Please copy out every one of the rows below word for word, keeping each line and its punctuation unchanged.

+===+

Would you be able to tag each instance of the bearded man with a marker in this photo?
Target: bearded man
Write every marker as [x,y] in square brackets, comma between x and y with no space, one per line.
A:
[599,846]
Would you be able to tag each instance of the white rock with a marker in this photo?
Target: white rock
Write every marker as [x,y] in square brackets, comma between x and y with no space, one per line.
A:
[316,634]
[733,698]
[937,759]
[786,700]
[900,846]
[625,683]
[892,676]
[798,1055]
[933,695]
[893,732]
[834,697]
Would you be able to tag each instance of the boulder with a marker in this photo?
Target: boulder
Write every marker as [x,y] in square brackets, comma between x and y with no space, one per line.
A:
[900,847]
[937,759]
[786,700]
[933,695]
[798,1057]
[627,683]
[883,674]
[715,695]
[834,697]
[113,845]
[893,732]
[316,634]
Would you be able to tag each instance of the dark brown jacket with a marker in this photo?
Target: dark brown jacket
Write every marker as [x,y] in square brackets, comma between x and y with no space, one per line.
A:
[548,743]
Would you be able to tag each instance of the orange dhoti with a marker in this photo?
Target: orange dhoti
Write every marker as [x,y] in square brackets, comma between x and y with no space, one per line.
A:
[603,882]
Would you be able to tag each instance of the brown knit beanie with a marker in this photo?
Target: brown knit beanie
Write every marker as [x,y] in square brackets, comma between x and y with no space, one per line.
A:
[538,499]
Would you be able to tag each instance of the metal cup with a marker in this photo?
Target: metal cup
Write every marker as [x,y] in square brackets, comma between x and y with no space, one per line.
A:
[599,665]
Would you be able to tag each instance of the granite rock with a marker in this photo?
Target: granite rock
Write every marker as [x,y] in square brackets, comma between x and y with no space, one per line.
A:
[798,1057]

+===+

In response:
Would you be able to tag each instance of the bearded man with a marker in this photo?
Target: bearded man
Write every marker as [x,y] in square brackets, comma between x and y with no space, one per line.
A:
[599,846]
Would you be able to tag each instance of the white rock with a marker in this photo?
Target: white rock
Write every marker as [x,y] in square brackets, comma between x and y with no space, one per line.
A:
[316,634]
[733,698]
[937,759]
[786,700]
[900,846]
[625,683]
[892,676]
[798,1055]
[933,695]
[893,732]
[834,697]
Would you be able to tag each instance of the boulder with a marker in this photo?
Target: boulder
Write every marker as [x,y] in square brackets, comma between x and y with no space, one per line.
A:
[900,847]
[937,759]
[786,700]
[933,695]
[798,1057]
[627,683]
[883,674]
[715,695]
[834,697]
[113,845]
[893,732]
[316,634]
Would you be able to tag each instance of the dark brown jacket with a marker in this photo?
Target: dark brown jacket
Write every marker as [x,y] in square brackets, comma between x and y with no space, one per line.
A:
[548,743]
Would you be able to tag each instance of the orange dhoti with a marker in this photo?
Target: orange dhoti
Write every marker as [x,y] in square brackets, comma between x and y with no space, one per line.
A:
[603,882]
Would you be able to tag each instance of the brown knit beanie with a marker in this photo?
Target: brown knit beanie
Write every marker as [x,y] in square brackets, comma between x and y with no space, one per line.
A:
[538,499]
Would you be able to tag each instance of the metal cup with a marker in this photo?
Target: metal cup
Write every marker as [x,y] in square brackets, comma between x and y with no space, one per line.
A:
[599,665]
Would you be able to tag each instance of the granite rock with a marker in this photo?
Target: granite rock
Write every marker as [x,y] in square brackets, comma between x and y with no space, one per line.
A:
[798,1057]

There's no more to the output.